-- Start --

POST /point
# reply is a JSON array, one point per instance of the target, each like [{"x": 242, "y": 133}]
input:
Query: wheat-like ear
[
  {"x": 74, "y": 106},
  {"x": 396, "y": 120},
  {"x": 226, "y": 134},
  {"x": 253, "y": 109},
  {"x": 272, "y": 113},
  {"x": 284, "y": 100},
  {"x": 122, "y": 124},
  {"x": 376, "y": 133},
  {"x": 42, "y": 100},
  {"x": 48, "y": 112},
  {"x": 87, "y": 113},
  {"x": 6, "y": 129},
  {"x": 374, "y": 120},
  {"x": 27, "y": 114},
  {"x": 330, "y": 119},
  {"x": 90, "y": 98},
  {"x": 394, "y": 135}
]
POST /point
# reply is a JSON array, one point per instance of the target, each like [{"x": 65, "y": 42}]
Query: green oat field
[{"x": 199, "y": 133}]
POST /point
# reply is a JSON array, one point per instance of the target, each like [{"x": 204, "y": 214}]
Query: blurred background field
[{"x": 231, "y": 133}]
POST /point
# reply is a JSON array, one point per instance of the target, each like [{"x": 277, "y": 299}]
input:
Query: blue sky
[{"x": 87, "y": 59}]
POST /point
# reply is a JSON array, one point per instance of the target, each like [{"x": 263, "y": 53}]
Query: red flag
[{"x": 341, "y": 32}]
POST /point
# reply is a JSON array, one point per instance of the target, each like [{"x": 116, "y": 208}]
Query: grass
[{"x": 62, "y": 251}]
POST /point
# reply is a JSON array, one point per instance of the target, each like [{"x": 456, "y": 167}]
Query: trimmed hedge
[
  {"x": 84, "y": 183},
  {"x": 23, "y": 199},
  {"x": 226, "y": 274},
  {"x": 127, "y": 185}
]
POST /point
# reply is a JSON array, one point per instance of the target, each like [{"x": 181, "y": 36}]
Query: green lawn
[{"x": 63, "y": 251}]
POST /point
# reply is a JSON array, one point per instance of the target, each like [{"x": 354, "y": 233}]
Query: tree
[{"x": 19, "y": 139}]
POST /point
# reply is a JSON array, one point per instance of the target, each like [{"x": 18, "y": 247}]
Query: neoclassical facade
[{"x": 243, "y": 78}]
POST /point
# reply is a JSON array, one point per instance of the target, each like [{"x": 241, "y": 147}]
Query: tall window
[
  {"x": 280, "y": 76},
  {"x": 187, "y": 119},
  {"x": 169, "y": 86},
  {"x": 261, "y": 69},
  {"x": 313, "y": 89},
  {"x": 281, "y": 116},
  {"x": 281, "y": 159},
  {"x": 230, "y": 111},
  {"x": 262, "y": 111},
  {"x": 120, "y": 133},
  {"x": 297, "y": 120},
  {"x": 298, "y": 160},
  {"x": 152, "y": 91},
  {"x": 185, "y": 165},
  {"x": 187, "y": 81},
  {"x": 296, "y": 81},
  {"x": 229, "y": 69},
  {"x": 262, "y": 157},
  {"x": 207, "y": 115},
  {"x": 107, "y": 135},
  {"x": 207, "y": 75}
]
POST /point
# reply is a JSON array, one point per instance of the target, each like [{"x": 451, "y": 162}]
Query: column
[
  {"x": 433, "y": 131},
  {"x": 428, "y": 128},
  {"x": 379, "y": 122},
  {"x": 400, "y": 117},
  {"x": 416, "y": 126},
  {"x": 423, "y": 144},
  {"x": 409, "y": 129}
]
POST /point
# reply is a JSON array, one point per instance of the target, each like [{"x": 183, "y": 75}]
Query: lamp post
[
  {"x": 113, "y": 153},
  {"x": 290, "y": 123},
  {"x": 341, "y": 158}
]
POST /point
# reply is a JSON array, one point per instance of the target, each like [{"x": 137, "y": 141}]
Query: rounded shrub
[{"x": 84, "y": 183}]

-- End --

Pull out every line of the entries above that contains the string "field", matching case exactly.

Written answer:
Query: green oat field
Query: blurred background field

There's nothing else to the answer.